Passage shown:
┌──
Our consolidated results reflect the full operations of our BSP JV, with BSP's share of net income being reported as a noncontrolling interest. Our consolidated results reflect only our working interest share in our MIRA JV.

We also entered into several other development and exploration joint ventures in which our joint venture partners have committed capital of approximately $30 million. These joint ventures could provide more than $75 million in capital if certain milestones are met.

Operations

We conduct our operations through fee interests, mineral leases and other contractual arrangements. We believe we are the largest private oil and natural gas mineral acreage holder in California, with interests in approximately 2.3 million net acres, approximately 60% of which we hold in fee. Our oil and gas leases have a primary term ranging from one to ten years, which is extended through the end of production once it commences. We also own a network of strategically placed infrastructure that is integrated with, and complementary to, our operations, including gas plants, oil and gas gathering systems, power plants and other related assets, which we use to maximize the value generated from our production.
Our share of production and reserves from operations in the Wilmington field is subject to contractual arrangements similar to production-sharing contracts (PSCs) that are in effect through the economic life of the assets. Under such contracts we are obligated to fund all capital and production costs. We record a share of production and reserves to recover a portion of such capital and production costs and an additional share for profit. Our portion of the production represents volumes: (i) to recover our partners’ share of capital and production costs that we incur on their behalf, (ii) for our share of contractually defined base production and (iii) for our share of remaining production thereafter. We recover our share of capital and production costs, and generate returns, through our defined share of production from (ii) and (iii) above. These contracts do not transfer any right of ownership to us and reserves reported from these arrangements are based on our economic interest as defined in the contracts. Our share of production and reserves from these contracts decreases when product prices rise and increases when prices decline assuming comparable capital investment and production costs; however, our net economic benefit is greater when product prices are higher. The contracts represented slightly less than 20% of our production for the quarter ended September 30, 2017.

22



In addition, in line with industry practice for reporting PSC-type contracts, we report 100% of operating costs under the PSCs in our consolidated statements of operations as opposed to reporting only our share of those costs. We report the proceeds from production designed to recover our partners' share of such costs (cost recovery) in our revenues. Our reported production volumes reflect only our share of the total volumes produced, including cost recovery. The total volumes we report represent less than 100% of the volumes produced under the PSCs. This difference in reporting full operating costs but only our net share of production inflates our operating costs per barrel, with an equal corresponding increase in revenues, with no effect on our net results.
└──
Source material:
┌──
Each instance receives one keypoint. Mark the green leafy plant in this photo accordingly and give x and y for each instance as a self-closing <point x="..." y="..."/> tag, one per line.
└──
Task list:
• a. Which kinds of infrastructure assets does the oil and gas passage name as part of its network?
• b. Reproduce the oil and gas passage word for word, beginning at the words "Our consolidated results reflect the" and stopping after "milestones are met.".

Responses:
• a.
- Gas plants
- Oil and gas gathering systems
- Power plants
- Other related assets

• b.
Our consolidated results reflect the full operations of our BSP JV, with BSP's share of net income being reported as a noncontrolling interest. Our consolidated results reflect only our working interest share in our MIRA JV.

We also entered into several other development and exploration joint ventures in which our joint venture partners have committed capital of approximately $30 million. These joint ventures could provide more than $75 million in capital if certain milestones are met.